» **TEXT SEGMENT**
======

American writer and venture capitalist

Bruce Cannon Gibney (born 16 February 1976) is an American writer and venture capitalist. He was one of the first investors at PayPal, and went on to work for PayPal founder Peter Thiel's hedge fund Clarium and his venture capital company Founders Fund. His first book, A Generation of Sociopaths: How the Baby Boomers Betrayed America, was published by Hachette in 2017.

== Career ==
Gibney started investing when his Stanford University roommate Ken Howery co-founded PayPal, the electronic payments company, and offered Gibney the chance to buy "friends and family" shares. After investing in PayPal, Gibney worked as a litigator but was soon hired by Peter Thiel after Thiel sold PayPal to eBay in 2002. Gibney worked at Thiel's hedge fund, Clarium, until 2008, making occasional private investments including in Palantir Technologies in 2005 and later in DeepMind, which was acquired by Google for around $450 million in 2014. He then moved to Founders Fund, a venture capital fund started by Thiel. Thiel and Founders Fund were the earliest outside investors in Facebook, SpaceX, and Palantir, and made other investments including in AirBnB, Lyft, Spotify, and Stemcentrx, which AbbVie acquired for $10 billion a few years after Founders Fund's investment.

Gibney wrote Founders Fund's controversial statement of ideology, What Happened to the Future?, in 2011, which called for more aggressive investments in breakthrough technologies and became a widely cited article in the technology community. He also wrote other articles about start-ups and technology and lectured on these subjects, as well as Silicon Valley's "libertarian problem". Gibney left Founders Fund in December 2012. He continued to make personal investments, though he made few since 2015, stating in a January 2016 speech in Zurich that he believes start-ups are richly valued and expressing concern that too many start-ups are remaining private for too long, creating misalignment of incentives between executives and employees and investors.

== A Generation of Sociopaths ==
Gibney's first book, A Generation of Sociopaths: How the Baby Boomers Betrayed America, linked American stagnation to the baby boomers (which he generally defines as "the eroding middle-class white cohort born 1940 to 1964"), characterizing the generation as being unusually prone to anti-social personality disorder, which Gibney believes unraveled the pro-social, pro-growth policies of mid-20th-century America.

In her review for The Guardian, Pulitzer Prize for Fiction–winning novelist Jane Smiley praised Gibney's "wry, amusing style", noting that "he is at his best analysing the financial details of the various forms of national and environmental debt that our children and grandchildren will eventually have to pay." She concluded that "Gibney does convince me that those of us born between 1940 and 1965 (his definition) are a drag on the future." In her summer book list review for the Financial Times, Merryn Somerset Webb called A Generation of Sociopaths "convincing stuff. Look around you in the UK and you will see hints of the same thing: our own boomers aren't rushing to give up any of their goodies for the young. Anyone in any doubt need only ask a dinner party of them how they feel about capital gains tax on primary residences or worse, asking pensioners to help finance their own medical care by paying national insurance."

In his review in The Washington Post, Dana Milbank wrote that although Gibney overstated his case concerning the Boomers, "The core of Gibney's argument, that the boomers are guilty of 'generational plunder,' is spot-on." Booklist described the book as "informative, provocative, and entertaining" in its review. Kirkus Reviews called the book an "endless, broadest-possible-brush harangue" that has "some points, all of which would have been better made without assigning damning agency to them: of course health care has to be restructured, and of course taxes have to be raised if the nation is to escape insolvency. His prescriptions on those fronts are sound, though some are surely controversial."

======

» **WORK TO COMPLETE**
Rewrite the passage of the text on Bruce Cannon Gibney, starting with "Bruce Cannon Gibney" and going on through "Hachette in 2017.", with "hedge fund" changed to "investment fund".

======

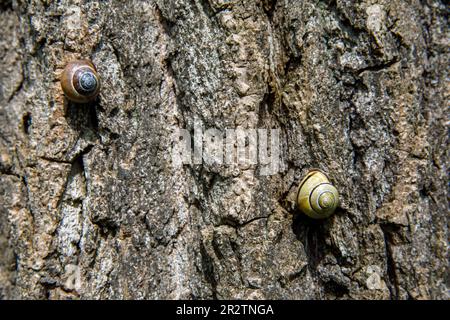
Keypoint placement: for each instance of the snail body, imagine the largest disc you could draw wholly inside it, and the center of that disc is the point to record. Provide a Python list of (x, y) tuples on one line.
[(317, 197), (80, 81)]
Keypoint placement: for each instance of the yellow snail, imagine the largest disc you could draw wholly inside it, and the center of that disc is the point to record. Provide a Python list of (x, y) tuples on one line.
[(317, 197), (80, 81)]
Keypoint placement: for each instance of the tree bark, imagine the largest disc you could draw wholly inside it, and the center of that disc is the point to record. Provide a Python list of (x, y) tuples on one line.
[(91, 206)]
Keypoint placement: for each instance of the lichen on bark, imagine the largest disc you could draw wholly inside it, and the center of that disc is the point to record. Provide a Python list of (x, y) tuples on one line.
[(91, 208)]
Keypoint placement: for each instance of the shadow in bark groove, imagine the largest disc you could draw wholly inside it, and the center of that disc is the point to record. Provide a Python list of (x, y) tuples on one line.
[(312, 235), (82, 116)]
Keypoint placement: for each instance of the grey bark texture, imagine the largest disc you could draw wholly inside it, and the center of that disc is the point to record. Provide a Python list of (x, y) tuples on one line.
[(91, 207)]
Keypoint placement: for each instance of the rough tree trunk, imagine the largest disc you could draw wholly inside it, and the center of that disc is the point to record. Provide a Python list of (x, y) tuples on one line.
[(91, 207)]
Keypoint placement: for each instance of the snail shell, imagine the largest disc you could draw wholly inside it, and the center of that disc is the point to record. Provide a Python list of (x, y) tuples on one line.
[(317, 197), (80, 81)]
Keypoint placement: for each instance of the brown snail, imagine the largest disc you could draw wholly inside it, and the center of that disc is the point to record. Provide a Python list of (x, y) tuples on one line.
[(317, 197), (80, 81)]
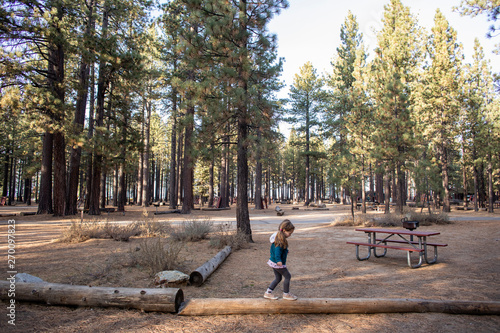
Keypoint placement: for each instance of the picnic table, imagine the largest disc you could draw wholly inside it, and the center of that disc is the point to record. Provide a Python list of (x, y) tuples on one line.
[(403, 241)]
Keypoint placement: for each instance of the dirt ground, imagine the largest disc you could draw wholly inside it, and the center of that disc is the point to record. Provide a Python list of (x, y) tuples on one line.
[(321, 263)]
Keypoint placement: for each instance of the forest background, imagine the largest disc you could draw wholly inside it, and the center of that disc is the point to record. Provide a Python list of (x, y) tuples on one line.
[(108, 102)]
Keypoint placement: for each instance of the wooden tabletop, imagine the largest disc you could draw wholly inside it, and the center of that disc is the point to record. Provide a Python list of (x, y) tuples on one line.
[(400, 231)]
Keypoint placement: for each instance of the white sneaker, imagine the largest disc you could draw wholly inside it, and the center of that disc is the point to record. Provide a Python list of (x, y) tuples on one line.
[(270, 295)]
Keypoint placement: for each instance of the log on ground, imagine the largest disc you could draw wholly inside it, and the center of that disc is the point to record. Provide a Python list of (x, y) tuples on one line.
[(146, 299), (237, 306), (198, 276)]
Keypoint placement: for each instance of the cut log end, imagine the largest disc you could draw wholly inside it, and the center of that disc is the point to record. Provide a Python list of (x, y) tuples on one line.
[(196, 279)]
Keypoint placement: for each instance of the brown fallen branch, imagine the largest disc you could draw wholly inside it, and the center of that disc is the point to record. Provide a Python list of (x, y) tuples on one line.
[(199, 276), (227, 306), (146, 299)]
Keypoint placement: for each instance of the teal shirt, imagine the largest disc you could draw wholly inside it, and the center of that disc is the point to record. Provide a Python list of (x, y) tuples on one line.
[(278, 254)]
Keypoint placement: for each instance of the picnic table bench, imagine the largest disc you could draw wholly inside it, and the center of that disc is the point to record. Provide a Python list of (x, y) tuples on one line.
[(403, 244)]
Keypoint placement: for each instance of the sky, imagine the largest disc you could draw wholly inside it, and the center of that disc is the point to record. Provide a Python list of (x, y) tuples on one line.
[(309, 30)]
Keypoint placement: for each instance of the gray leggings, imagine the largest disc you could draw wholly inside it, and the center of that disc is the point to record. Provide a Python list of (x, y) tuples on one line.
[(278, 274)]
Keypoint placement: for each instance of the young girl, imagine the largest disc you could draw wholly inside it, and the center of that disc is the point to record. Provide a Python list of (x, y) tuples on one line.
[(277, 261)]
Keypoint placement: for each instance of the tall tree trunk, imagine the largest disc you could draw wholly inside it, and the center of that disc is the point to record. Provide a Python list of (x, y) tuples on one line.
[(145, 161), (12, 182), (400, 188), (363, 190), (491, 193), (224, 200), (242, 214), (56, 83), (27, 190), (187, 203), (387, 190), (90, 160), (173, 155), (45, 201), (211, 180), (445, 177), (5, 189), (180, 170), (98, 157), (104, 186), (258, 181), (79, 120)]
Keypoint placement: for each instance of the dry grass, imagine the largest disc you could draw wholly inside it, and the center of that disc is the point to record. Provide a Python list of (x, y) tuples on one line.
[(81, 231), (225, 235), (193, 230), (392, 219), (158, 254)]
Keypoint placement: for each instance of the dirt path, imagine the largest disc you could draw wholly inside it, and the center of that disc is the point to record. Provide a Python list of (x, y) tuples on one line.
[(322, 265)]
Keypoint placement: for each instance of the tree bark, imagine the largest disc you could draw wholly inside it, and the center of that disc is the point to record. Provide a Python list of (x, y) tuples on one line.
[(45, 201), (79, 121), (173, 154), (201, 274), (145, 299), (145, 160), (227, 306), (187, 203), (98, 158)]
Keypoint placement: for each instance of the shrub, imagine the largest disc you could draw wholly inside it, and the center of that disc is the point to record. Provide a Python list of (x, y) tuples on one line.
[(159, 254), (391, 220), (82, 231), (120, 232), (149, 228), (224, 236), (193, 230), (359, 220), (429, 219)]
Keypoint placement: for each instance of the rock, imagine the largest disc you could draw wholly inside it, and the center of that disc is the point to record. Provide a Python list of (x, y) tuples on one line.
[(171, 279), (28, 278)]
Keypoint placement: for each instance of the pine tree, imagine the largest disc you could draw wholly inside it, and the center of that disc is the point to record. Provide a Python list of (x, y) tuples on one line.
[(442, 95), (346, 97), (307, 101), (475, 127), (394, 71)]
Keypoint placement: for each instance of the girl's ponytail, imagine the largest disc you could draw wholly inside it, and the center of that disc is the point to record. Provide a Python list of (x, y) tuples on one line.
[(280, 239)]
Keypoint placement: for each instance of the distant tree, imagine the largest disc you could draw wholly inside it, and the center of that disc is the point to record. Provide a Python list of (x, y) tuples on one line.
[(397, 58), (442, 95), (345, 99), (477, 7), (307, 102)]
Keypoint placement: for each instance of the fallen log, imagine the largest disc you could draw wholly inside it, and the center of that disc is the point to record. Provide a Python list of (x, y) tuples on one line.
[(175, 211), (198, 276), (236, 306), (146, 299)]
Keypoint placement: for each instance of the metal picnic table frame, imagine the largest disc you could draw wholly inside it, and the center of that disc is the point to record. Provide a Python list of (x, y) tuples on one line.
[(419, 246)]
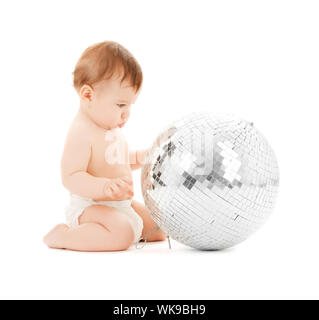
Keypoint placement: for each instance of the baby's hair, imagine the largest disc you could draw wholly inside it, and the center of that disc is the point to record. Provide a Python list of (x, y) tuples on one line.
[(101, 60)]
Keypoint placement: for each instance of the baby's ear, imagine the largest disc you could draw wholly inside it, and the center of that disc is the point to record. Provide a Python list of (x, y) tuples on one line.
[(86, 92)]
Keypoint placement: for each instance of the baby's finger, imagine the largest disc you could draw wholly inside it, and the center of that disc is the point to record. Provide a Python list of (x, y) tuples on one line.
[(127, 180)]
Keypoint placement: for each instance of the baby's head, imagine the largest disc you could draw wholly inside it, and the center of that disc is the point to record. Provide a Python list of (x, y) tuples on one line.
[(108, 80)]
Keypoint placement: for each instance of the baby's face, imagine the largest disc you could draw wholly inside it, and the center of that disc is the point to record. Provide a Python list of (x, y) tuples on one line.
[(111, 102)]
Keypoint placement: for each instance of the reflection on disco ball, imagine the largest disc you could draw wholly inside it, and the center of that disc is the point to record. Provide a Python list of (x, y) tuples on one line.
[(210, 180)]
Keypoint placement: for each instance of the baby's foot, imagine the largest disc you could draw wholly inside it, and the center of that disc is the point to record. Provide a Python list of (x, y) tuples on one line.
[(54, 238)]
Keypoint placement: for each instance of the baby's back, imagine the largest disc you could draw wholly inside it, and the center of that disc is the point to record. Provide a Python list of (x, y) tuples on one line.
[(99, 152)]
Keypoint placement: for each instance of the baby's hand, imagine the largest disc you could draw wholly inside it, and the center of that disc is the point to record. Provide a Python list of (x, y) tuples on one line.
[(119, 189)]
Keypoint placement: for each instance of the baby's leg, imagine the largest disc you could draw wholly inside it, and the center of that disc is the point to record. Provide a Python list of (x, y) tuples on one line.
[(101, 228)]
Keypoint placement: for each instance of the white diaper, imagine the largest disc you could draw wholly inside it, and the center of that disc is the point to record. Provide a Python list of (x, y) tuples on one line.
[(78, 204)]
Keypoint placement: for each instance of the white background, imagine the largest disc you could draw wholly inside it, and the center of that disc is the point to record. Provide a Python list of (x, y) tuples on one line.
[(256, 59)]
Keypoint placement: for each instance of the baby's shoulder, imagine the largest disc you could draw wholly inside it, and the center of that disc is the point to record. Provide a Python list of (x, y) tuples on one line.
[(80, 131)]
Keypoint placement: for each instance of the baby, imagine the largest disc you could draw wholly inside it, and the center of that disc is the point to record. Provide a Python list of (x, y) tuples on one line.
[(96, 163)]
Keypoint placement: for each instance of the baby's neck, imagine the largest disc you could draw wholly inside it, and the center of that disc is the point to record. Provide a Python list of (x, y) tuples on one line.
[(84, 116)]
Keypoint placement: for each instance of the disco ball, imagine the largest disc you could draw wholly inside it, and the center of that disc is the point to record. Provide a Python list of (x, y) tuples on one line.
[(210, 181)]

======

» **SOLUTION FOR THIS TASK**
Bruce Cannon Gibney (born 16 February 1976) is an American writer and venture capitalist. He was one of the first investors at PayPal, and went on to work for PayPal founder Peter Thiel's investment fund Clarium and his venture capital company Founders Fund. His first book, A Generation of Sociopaths: How the Baby Boomers Betrayed America, was published by Hachette in 2017.